- [ARBEITSANWEISUNGEN]
a: Gib aus dem Artikel über mobile Zahnarztdienste den Abschnitt von „Dentisten sind bislang“ bis „Außenseiten, ebenfalls rüttelnd.“ wortgetreu aus.
b: Worauf sind Dentisten laut dem Artikel über mobile Zahnarztdienste bislang vor allem spezialisiert?

- [VORLIEGENDER TEXT]
......

Leben in Bayern

Noch müssen die Patienten im Regelfall in die Praxis kommen. Foto: ddp

13.08.2010

Zahnfee auf Rädern

Dentisten sind bislang vor allem auf jüngere Menschen spezialisiert – Mobile Dienste wollen das ändern

Man beginnt unten links, auf der Innenseite, mit kleinen, rüttelnden Bewegungen. Begibt sich zum nächsten Zahnpaar. Rüttelt weiter bis zur unteren Mitte. Putzt die rechte Innenseite. Wendet sich der Innenseite rechts oben zu, die Borsten zum Zahnfleischsaum gerichtet. Putzt bis zur Innenseite der Frontzähne, dann die Innenseite links. Es folgen die Kauflächen, auch das mit System. Zuletzt die Außenseiten, ebenfalls rüttelnd.

......

- [DATENAUSZUG]
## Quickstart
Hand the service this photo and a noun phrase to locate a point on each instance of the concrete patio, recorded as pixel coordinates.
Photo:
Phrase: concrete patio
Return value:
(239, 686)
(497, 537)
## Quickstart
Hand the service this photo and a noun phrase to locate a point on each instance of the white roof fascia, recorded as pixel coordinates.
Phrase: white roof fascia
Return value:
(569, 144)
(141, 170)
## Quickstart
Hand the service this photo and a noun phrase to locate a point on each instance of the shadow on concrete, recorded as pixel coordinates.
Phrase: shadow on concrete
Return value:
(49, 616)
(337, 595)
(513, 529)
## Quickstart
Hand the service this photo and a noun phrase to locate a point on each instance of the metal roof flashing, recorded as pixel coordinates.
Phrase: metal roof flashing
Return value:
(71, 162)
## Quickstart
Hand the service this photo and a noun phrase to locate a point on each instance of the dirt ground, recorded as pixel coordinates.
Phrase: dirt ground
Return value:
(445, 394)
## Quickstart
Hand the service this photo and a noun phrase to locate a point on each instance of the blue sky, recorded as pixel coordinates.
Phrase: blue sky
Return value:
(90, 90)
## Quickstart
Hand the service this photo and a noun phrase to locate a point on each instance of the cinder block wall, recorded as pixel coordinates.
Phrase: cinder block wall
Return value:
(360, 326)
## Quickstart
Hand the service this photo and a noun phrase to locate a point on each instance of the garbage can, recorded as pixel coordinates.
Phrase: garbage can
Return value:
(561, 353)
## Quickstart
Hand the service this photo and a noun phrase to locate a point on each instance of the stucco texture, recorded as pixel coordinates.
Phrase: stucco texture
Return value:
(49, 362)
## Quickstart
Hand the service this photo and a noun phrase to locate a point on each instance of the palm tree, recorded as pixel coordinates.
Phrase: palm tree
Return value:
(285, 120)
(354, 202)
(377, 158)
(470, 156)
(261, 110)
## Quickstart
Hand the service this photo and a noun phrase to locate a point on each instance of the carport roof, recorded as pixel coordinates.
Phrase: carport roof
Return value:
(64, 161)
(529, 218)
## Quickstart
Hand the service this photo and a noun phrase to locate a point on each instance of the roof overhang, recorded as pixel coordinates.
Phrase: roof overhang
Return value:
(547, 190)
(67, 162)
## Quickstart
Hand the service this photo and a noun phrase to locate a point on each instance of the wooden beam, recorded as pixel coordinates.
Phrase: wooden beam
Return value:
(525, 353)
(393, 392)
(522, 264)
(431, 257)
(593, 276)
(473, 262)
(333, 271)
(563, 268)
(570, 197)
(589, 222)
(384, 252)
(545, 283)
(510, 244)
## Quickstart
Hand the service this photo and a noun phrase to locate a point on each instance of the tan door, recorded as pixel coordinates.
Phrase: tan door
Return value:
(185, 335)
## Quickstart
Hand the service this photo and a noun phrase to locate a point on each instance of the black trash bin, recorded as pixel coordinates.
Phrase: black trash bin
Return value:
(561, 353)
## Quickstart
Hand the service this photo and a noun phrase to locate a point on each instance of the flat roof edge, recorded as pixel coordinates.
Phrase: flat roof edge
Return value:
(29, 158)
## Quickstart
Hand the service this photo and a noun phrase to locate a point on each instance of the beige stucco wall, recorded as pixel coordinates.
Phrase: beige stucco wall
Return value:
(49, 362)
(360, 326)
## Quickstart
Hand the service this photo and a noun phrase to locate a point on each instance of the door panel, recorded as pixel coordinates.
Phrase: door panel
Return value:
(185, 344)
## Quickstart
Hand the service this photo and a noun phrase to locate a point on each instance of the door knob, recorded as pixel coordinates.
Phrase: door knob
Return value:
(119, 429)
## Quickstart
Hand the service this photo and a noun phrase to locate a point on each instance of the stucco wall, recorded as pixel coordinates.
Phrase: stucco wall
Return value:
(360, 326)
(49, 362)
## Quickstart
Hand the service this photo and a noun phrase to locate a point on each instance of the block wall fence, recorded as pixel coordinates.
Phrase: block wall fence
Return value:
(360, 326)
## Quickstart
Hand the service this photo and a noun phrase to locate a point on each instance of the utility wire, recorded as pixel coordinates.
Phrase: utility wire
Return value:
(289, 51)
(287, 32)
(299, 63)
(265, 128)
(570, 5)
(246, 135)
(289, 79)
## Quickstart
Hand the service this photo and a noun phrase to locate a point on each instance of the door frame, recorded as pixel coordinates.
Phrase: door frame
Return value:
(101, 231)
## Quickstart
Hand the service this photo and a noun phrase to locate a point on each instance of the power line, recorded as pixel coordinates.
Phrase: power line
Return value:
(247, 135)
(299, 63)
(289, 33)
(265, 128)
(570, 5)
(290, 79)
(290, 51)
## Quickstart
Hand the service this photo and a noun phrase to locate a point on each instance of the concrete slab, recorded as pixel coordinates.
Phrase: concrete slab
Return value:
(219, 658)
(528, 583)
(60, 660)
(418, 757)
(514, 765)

......

- [LÖSUNGEN]
a:
Dentisten sind bislang vor allem auf jüngere Menschen spezialisiert – Mobile Dienste wollen das ändern

Man beginnt unten links, auf der Innenseite, mit kleinen, rüttelnden Bewegungen. Begibt sich zum nächsten Zahnpaar. Rüttelt weiter bis zur unteren Mitte. Putzt die rechte Innenseite. Wendet sich der Innenseite rechts oben zu, die Borsten zum Zahnfleischsaum gerichtet. Putzt bis zur Innenseite der Frontzähne, dann die Innenseite links. Es folgen die Kauflächen, auch das mit System. Zuletzt die Außenseiten, ebenfalls rüttelnd.

b: Auf jüngere Menschen.